(Dataset rows showing where objects appear)
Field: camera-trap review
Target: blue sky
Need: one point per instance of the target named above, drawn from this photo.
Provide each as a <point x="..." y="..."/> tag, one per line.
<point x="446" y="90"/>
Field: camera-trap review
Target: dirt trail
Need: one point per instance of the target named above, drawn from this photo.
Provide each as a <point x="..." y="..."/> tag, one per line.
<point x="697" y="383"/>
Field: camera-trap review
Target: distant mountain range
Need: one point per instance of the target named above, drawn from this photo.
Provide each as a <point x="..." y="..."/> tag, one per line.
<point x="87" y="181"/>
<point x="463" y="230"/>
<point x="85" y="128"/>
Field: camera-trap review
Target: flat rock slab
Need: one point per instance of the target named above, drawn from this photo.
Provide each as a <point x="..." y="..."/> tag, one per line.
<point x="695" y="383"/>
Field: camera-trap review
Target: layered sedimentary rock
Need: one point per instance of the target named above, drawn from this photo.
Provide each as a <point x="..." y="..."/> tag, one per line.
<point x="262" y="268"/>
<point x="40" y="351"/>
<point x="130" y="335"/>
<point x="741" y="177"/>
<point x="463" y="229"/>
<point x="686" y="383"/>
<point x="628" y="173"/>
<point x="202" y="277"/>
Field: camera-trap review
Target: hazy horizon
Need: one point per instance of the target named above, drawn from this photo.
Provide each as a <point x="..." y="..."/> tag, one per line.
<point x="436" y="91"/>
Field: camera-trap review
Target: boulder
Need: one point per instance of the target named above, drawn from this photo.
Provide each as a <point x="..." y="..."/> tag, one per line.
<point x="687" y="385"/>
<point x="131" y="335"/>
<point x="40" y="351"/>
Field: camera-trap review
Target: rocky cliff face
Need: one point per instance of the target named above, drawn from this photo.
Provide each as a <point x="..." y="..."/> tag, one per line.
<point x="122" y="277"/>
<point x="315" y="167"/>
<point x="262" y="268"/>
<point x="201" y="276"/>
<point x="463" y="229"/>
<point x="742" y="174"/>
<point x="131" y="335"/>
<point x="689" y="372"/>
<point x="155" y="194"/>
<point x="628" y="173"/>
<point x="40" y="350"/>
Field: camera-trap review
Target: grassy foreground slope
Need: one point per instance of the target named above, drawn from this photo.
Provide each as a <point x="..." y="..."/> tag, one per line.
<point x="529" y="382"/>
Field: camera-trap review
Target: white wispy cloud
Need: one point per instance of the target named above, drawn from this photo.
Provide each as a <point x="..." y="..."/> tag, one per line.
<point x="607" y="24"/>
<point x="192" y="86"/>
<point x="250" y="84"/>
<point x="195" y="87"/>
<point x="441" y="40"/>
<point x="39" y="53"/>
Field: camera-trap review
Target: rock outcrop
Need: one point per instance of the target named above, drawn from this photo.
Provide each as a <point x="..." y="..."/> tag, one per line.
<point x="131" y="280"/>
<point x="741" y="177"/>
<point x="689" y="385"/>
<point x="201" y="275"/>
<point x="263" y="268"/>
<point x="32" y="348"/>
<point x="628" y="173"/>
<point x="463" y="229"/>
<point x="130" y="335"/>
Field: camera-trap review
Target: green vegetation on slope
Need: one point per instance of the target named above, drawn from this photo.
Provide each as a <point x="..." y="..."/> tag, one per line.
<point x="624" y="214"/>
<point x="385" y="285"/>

--

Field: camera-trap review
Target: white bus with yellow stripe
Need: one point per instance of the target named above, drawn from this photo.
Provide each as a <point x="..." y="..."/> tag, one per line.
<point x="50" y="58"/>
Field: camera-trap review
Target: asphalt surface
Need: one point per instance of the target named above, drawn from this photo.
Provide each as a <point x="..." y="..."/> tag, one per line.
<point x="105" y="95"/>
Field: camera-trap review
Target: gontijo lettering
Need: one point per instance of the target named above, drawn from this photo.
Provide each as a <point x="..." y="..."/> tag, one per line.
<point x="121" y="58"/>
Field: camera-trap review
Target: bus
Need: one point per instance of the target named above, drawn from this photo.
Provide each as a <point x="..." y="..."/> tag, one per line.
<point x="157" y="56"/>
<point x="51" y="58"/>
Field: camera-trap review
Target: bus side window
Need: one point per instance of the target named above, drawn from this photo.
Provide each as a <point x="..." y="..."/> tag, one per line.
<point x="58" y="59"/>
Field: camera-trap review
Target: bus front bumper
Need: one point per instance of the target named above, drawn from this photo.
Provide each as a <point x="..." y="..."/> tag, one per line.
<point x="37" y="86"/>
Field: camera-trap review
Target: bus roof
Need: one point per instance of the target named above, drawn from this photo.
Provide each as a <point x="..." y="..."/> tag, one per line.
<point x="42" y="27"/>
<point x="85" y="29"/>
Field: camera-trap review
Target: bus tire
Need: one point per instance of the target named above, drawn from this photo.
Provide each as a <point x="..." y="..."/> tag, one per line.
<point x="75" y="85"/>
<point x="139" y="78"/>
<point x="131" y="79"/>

## Exercise requirements
Count the lines in the records that contain the string "white", with case counting. Give only the number.

## Worked solution
2